◆ **取り組む課題**
1) 望月将悟の無補給での挑戦を扱った引用文について、次の問いに答えてください。
(a) 望月将悟は、TJARで何年から何連覇を果たしているか。
(b) TJARで装備を補充・交換できるのは、どこか。
(c) 無補給に挑むきっかけとなったひとことを言ったのは、誰か。
2) 引用文のうち「TJARではルールがいくつも」という語を含む部分から始まり「げないひとことがきっかけだ。」で終わる箇所を、「スイカ」を「メロン」に置き換えて書き直してください。

このTJARで2010年から4連覇を果たしている望月将悟が、新たな挑戦を決意した。
それは「無補給」。
TJARではルールがいくつも定められている。家族や仲間によるサポートは一切禁止。唯一、装備を補充・交換できるのは一箇所のデポジット地点のみだ。選手たちは山小屋と麓の店舗で食料を購入し、足りない栄養を補給する。
こうした食料調達を、今回、望月は全く行わずに進む。山小屋でうどんを食べることもなければ、町のスーパーでスイカを買うこともない。自動販売機の冷たい清涼飲料で乾いた喉を潤すこともない。
補充するのは「水」だけだ。
この挑戦を決めたのには、理由があった。山の友人として長年付き合いのあるアルパインクライマー・花谷泰広のなにげないひとことがきっかけだ。
「荷物をすべて背負ってチャレンジしてみたら?」
アルパインクライミングの世界では、登山家たちは必要な荷物をすべて自分で背負う。自分の力だけで何もかも完結させねばならない。
「やってみたい」
望月はそう強く思った。その根底にはこんな想いもあった。いま日本の山岳シーンでは「軽量化」が注目されている。なかには自分自身の山の知識や技術以上に装備を削ってしまう人もいる。静岡市の消防士であり山岳救助隊でもある望月は、山で100%の安心安全はないことを身をもって知っている。だからこそ、このチャレンジを通して伝えたいことがあるのだ。山における本当の強さとは何なのか……。
その答えを見つけるために、望月将悟は無補給でスタートした。

◆ **データ抜粋**
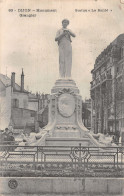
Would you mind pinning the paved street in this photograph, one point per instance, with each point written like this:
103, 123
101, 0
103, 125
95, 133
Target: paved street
83, 194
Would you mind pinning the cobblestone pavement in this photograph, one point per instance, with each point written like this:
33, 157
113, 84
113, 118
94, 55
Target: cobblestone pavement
83, 194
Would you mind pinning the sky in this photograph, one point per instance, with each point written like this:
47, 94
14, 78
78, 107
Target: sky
29, 42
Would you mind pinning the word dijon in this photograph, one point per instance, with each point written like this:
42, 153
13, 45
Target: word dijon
92, 10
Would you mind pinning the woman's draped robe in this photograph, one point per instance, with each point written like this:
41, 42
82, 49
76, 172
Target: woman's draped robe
65, 55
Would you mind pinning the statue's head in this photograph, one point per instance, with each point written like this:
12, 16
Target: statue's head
65, 23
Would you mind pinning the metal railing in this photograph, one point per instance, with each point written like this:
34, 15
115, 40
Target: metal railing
74, 161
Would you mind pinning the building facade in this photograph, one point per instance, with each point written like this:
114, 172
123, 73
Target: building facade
107, 89
19, 107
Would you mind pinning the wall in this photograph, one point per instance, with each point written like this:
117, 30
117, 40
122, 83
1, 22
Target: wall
21, 117
22, 97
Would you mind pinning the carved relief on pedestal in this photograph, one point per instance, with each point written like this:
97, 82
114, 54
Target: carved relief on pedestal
66, 104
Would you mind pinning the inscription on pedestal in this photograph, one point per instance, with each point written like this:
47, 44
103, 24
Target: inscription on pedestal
66, 104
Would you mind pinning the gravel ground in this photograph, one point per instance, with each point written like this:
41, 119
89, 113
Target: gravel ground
83, 194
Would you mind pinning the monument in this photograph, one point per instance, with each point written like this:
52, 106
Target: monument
65, 125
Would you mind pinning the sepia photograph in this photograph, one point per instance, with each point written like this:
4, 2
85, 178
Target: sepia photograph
61, 97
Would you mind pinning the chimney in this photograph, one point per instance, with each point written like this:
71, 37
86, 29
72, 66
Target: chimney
13, 80
22, 81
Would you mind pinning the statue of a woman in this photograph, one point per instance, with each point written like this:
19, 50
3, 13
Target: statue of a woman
63, 37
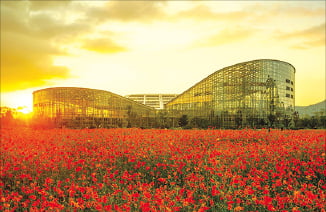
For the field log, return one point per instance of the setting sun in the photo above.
(148, 47)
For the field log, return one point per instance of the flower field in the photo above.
(162, 170)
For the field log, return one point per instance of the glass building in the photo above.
(257, 93)
(82, 107)
(156, 101)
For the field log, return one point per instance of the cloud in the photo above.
(26, 53)
(102, 45)
(128, 11)
(203, 12)
(225, 36)
(25, 65)
(307, 38)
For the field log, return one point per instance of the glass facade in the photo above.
(83, 107)
(156, 101)
(255, 94)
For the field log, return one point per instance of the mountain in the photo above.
(318, 109)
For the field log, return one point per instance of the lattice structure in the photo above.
(156, 101)
(83, 107)
(254, 94)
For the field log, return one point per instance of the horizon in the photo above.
(154, 47)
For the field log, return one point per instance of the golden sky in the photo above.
(129, 47)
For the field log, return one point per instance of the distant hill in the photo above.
(318, 109)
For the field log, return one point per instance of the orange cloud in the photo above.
(127, 11)
(27, 62)
(307, 38)
(26, 56)
(102, 45)
(225, 36)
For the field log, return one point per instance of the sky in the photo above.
(131, 47)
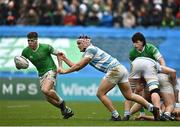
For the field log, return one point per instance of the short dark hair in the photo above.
(139, 36)
(32, 35)
(84, 37)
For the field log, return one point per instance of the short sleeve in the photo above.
(90, 52)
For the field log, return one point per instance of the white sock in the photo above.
(126, 112)
(150, 107)
(167, 113)
(115, 113)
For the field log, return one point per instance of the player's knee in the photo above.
(128, 96)
(45, 91)
(155, 90)
(99, 94)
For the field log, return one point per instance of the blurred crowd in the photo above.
(109, 13)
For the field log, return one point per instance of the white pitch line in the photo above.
(18, 106)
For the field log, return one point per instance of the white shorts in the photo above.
(50, 75)
(117, 75)
(165, 85)
(147, 69)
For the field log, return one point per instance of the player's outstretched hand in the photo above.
(61, 55)
(61, 70)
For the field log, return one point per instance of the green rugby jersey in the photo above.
(149, 51)
(41, 58)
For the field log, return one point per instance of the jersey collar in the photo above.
(142, 50)
(36, 48)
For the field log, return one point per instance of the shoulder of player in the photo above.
(149, 45)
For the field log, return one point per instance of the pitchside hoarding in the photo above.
(20, 88)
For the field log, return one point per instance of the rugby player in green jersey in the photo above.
(142, 49)
(40, 56)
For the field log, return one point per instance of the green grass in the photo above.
(41, 113)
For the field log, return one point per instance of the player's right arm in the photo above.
(157, 55)
(65, 59)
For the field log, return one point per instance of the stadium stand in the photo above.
(109, 13)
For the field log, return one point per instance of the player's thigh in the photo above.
(125, 90)
(105, 86)
(47, 81)
(168, 98)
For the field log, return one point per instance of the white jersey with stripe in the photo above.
(100, 59)
(147, 61)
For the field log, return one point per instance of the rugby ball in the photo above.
(21, 62)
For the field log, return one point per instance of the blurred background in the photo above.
(110, 24)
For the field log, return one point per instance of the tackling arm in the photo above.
(76, 67)
(162, 61)
(171, 72)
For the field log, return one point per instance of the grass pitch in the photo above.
(41, 113)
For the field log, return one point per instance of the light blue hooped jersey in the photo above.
(100, 59)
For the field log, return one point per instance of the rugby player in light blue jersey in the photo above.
(116, 74)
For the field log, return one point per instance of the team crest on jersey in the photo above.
(31, 57)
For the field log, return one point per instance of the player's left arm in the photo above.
(162, 61)
(158, 56)
(76, 67)
(171, 72)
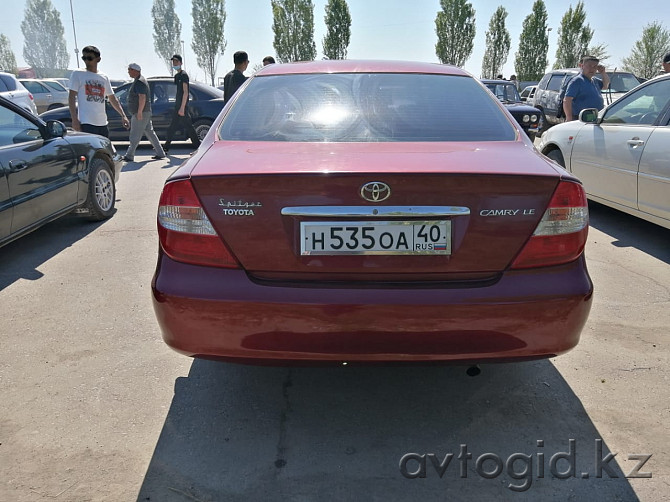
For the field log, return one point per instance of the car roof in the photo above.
(495, 81)
(19, 109)
(360, 66)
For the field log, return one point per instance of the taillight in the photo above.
(184, 230)
(560, 236)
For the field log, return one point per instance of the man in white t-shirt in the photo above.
(88, 87)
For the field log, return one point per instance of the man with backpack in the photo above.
(584, 90)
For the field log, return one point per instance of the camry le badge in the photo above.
(375, 191)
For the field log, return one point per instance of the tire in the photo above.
(101, 191)
(557, 157)
(202, 127)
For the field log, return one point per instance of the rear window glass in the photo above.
(555, 82)
(365, 107)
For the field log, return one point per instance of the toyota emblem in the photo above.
(375, 191)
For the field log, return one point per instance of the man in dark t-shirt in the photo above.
(139, 106)
(235, 78)
(180, 116)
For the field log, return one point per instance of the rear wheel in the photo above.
(202, 128)
(557, 157)
(101, 191)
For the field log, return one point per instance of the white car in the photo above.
(13, 90)
(622, 153)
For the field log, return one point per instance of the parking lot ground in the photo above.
(96, 407)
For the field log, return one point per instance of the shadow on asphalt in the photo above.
(240, 433)
(631, 231)
(21, 258)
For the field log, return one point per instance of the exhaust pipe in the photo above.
(473, 370)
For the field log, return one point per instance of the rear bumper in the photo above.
(220, 313)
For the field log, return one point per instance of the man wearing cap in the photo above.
(235, 77)
(139, 106)
(86, 100)
(585, 91)
(180, 116)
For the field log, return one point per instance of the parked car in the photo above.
(47, 95)
(13, 90)
(529, 118)
(370, 211)
(547, 94)
(528, 93)
(118, 83)
(621, 154)
(46, 172)
(205, 104)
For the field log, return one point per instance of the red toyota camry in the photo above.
(370, 211)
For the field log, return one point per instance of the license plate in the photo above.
(376, 237)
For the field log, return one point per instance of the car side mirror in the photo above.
(56, 129)
(589, 115)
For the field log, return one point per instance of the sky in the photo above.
(380, 29)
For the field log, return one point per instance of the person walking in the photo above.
(139, 106)
(235, 77)
(584, 90)
(86, 100)
(180, 116)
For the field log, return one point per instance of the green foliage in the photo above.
(455, 29)
(293, 26)
(167, 31)
(338, 29)
(44, 47)
(574, 37)
(209, 16)
(647, 53)
(7, 58)
(498, 43)
(530, 62)
(599, 51)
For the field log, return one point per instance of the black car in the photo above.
(528, 117)
(47, 171)
(205, 104)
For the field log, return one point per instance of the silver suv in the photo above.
(13, 90)
(546, 95)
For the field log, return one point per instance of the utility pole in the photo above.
(74, 30)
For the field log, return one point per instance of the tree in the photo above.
(167, 31)
(293, 27)
(44, 47)
(530, 62)
(497, 45)
(7, 58)
(574, 37)
(455, 29)
(338, 29)
(599, 51)
(647, 53)
(209, 16)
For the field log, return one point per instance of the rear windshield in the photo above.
(360, 107)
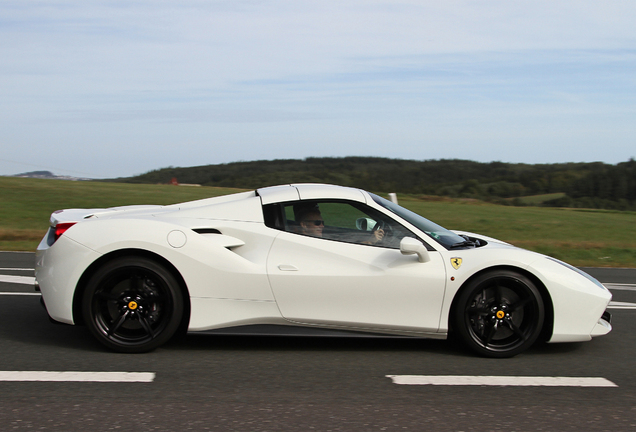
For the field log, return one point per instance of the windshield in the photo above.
(440, 234)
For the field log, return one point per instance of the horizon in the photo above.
(106, 90)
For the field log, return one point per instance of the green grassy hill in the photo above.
(598, 238)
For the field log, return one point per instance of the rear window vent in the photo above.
(206, 231)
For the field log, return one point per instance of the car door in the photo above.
(341, 279)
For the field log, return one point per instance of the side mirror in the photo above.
(410, 246)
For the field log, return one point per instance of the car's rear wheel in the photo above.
(132, 304)
(499, 314)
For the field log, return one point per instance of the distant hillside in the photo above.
(591, 185)
(47, 175)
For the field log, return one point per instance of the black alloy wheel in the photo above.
(499, 314)
(132, 305)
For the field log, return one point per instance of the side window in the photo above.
(344, 221)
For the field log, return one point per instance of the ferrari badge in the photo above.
(456, 263)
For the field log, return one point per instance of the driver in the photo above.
(377, 234)
(310, 220)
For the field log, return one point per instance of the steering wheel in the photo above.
(388, 231)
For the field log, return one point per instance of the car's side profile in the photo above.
(305, 259)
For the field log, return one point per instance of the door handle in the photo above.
(287, 267)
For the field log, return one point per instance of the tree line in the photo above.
(588, 185)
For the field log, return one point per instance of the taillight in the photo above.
(61, 229)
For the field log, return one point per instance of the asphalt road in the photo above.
(303, 384)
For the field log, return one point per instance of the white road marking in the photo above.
(457, 380)
(50, 376)
(621, 305)
(25, 280)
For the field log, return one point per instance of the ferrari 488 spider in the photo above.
(305, 259)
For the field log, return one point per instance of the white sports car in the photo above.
(305, 259)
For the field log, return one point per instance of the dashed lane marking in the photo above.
(50, 376)
(621, 305)
(25, 280)
(524, 381)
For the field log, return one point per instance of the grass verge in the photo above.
(595, 238)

◆ **課題別の解答**
1)
(a) 2010年から4連覇を果たしている。
(b) 一箇所のデポジット地点のみである。
(c) アルパインクライマーの花谷泰広である。

2)
TJARではルールがいくつも定められている。家族や仲間によるサポートは一切禁止。唯一、装備を補充・交換できるのは一箇所のデポジット地点のみだ。選手たちは山小屋と麓の店舗で食料を購入し、足りない栄養を補給する。
こうした食料調達を、今回、望月は全く行わずに進む。山小屋でうどんを食べることもなければ、町のスーパーでメロンを買うこともない。自動販売機の冷たい清涼飲料で乾いた喉を潤すこともない。
補充するのは「水」だけだ。
この挑戦を決めたのには、理由があった。山の友人として長年付き合いのあるアルパインクライマー・花谷泰広のなにげないひとことがきっかけだ。